What you have to do: Write out, unchanged, the lines from the one holding "Consider the photo above. For every instance of the white gable" to the close of the listing. Both the first and last lines belong in it.
┌────────
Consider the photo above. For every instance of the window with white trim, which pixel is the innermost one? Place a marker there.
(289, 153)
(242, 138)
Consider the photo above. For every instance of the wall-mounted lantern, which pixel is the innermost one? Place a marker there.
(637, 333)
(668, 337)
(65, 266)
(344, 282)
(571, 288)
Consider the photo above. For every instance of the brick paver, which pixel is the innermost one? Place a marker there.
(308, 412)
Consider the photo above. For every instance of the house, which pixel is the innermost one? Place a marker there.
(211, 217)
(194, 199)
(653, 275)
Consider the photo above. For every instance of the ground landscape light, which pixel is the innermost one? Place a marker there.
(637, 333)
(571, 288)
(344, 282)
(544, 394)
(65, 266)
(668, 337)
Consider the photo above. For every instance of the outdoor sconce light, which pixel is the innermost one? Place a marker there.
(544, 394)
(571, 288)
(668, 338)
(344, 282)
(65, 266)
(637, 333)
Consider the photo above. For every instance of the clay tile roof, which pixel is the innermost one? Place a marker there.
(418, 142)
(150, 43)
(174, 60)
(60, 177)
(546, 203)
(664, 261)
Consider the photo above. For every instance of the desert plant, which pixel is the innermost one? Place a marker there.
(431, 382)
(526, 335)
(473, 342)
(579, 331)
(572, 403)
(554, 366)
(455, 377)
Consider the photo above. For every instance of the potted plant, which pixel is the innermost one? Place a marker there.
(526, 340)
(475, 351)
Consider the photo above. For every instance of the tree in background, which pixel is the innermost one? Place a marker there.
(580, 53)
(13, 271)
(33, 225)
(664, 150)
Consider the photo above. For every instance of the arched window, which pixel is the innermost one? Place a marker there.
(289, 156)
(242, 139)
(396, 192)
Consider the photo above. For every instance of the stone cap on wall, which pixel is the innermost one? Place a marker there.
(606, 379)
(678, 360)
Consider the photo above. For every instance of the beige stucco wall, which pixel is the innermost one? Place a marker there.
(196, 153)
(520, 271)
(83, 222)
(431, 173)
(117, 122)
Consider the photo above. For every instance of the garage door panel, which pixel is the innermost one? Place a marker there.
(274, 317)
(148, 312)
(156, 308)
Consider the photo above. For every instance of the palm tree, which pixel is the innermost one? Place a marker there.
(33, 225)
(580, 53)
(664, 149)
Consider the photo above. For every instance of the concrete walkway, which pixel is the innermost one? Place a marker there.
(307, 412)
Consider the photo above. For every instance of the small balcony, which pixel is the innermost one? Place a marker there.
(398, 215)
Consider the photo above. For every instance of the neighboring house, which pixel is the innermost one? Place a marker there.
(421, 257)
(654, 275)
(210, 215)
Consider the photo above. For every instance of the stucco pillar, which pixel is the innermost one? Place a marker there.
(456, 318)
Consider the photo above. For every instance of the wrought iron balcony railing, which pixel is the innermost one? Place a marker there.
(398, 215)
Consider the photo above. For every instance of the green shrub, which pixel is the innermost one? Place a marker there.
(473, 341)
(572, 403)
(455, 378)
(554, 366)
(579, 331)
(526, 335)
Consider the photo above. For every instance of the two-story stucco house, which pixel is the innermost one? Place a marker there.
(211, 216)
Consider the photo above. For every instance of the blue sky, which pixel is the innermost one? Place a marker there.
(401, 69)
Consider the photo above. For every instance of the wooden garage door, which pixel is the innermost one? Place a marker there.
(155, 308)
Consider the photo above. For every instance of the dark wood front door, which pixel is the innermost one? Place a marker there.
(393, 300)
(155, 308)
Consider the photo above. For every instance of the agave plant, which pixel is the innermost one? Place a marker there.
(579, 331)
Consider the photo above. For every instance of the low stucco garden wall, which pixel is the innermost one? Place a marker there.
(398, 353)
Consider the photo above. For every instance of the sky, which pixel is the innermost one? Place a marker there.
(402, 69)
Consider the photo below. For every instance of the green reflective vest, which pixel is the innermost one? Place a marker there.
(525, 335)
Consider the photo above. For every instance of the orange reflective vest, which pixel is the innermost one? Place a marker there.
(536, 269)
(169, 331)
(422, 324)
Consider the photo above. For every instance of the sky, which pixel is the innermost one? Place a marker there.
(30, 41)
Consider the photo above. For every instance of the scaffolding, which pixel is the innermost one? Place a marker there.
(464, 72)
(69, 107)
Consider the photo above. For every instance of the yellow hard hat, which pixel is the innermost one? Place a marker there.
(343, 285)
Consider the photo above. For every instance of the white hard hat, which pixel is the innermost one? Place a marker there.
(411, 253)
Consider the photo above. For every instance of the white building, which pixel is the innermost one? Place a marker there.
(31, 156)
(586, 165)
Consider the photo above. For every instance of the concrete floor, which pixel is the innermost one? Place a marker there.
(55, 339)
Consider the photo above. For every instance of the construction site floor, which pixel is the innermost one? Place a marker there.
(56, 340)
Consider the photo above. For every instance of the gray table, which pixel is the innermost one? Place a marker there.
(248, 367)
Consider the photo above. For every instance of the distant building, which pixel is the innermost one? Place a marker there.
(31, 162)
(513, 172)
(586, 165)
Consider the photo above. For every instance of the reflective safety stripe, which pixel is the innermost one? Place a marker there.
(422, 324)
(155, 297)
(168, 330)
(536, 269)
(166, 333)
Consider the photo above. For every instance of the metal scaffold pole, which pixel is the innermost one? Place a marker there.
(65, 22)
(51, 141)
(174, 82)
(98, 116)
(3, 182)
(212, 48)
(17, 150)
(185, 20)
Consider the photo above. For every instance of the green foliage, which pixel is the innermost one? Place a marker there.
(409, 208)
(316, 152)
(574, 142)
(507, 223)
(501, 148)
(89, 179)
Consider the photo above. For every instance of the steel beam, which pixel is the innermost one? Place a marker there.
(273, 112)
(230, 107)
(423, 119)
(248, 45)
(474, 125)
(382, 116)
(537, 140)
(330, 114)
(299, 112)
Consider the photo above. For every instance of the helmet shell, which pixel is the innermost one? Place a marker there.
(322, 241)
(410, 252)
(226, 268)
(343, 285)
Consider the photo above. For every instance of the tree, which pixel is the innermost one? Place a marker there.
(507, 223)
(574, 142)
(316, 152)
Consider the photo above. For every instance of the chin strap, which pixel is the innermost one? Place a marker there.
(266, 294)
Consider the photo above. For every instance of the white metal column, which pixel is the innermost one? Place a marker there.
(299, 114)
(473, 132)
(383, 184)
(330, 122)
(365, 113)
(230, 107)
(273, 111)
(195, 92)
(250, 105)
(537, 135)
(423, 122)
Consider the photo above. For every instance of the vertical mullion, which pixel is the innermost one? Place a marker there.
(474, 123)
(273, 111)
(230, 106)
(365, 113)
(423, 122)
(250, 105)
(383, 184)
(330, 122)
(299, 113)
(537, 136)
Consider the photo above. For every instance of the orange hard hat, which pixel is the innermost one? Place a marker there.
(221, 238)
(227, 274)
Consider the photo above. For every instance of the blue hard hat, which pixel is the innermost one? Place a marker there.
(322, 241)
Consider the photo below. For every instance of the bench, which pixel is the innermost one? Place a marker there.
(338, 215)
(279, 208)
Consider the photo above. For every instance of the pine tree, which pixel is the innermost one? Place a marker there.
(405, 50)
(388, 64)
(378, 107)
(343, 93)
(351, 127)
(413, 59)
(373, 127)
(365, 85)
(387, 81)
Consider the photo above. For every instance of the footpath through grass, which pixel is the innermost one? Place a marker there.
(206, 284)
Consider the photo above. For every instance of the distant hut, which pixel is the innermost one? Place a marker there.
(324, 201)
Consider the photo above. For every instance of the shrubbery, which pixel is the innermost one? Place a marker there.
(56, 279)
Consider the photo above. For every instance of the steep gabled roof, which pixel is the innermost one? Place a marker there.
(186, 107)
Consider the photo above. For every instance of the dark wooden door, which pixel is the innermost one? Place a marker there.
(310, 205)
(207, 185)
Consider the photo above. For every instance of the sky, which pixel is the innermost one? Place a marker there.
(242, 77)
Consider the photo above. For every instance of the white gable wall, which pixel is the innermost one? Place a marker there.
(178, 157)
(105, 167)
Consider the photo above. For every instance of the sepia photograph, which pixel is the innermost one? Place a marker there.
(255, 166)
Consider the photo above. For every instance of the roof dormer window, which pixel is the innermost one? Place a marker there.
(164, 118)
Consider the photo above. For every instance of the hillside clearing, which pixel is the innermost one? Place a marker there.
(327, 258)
└────────
Expected answer:
Consider the photo above. For every instance of the white gable wall, which pixel is the innermost one? Place a marker there.
(178, 157)
(105, 167)
Consider the photo above. For every instance of the sepia photograph, which pixel is the innermost one? Place a marker there.
(255, 166)
Consider the photo above. For every instance of the roof dormer window, which pixel is the innermost one? Place a marker there.
(164, 118)
Consider the photo above. For every instance of the hillside clearing, which pixel is the innermost one? Place a marker there.
(327, 258)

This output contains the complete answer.